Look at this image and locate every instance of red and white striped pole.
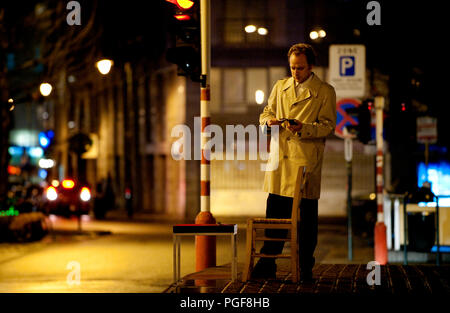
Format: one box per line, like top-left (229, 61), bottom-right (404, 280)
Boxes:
top-left (195, 0), bottom-right (216, 272)
top-left (374, 96), bottom-right (387, 264)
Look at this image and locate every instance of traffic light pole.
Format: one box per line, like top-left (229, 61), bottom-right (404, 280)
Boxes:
top-left (195, 0), bottom-right (216, 275)
top-left (374, 96), bottom-right (387, 264)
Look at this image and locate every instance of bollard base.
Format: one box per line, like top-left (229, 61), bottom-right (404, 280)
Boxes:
top-left (195, 211), bottom-right (216, 286)
top-left (195, 211), bottom-right (216, 271)
top-left (374, 221), bottom-right (388, 265)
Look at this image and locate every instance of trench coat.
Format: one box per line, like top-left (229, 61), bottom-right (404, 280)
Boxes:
top-left (259, 73), bottom-right (337, 199)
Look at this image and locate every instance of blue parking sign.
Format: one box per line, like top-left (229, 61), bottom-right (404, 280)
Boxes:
top-left (340, 56), bottom-right (355, 76)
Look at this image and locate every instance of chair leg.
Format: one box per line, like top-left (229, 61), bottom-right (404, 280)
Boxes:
top-left (291, 234), bottom-right (298, 283)
top-left (243, 219), bottom-right (254, 282)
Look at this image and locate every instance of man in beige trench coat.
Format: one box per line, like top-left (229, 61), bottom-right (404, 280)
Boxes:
top-left (253, 43), bottom-right (337, 282)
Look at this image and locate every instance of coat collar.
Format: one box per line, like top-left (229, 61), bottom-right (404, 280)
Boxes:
top-left (281, 73), bottom-right (322, 100)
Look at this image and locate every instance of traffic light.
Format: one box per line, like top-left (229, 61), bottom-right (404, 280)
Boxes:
top-left (165, 0), bottom-right (201, 82)
top-left (39, 130), bottom-right (55, 157)
top-left (345, 99), bottom-right (372, 144)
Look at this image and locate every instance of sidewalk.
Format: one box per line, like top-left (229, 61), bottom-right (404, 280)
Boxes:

Work instruction: Every line that includes "trench" must be copied from the material above.

Exercise solution:
Look at this image and locate every instance of trench coat.
Look at this image and locate every instance of man in beige trench coat.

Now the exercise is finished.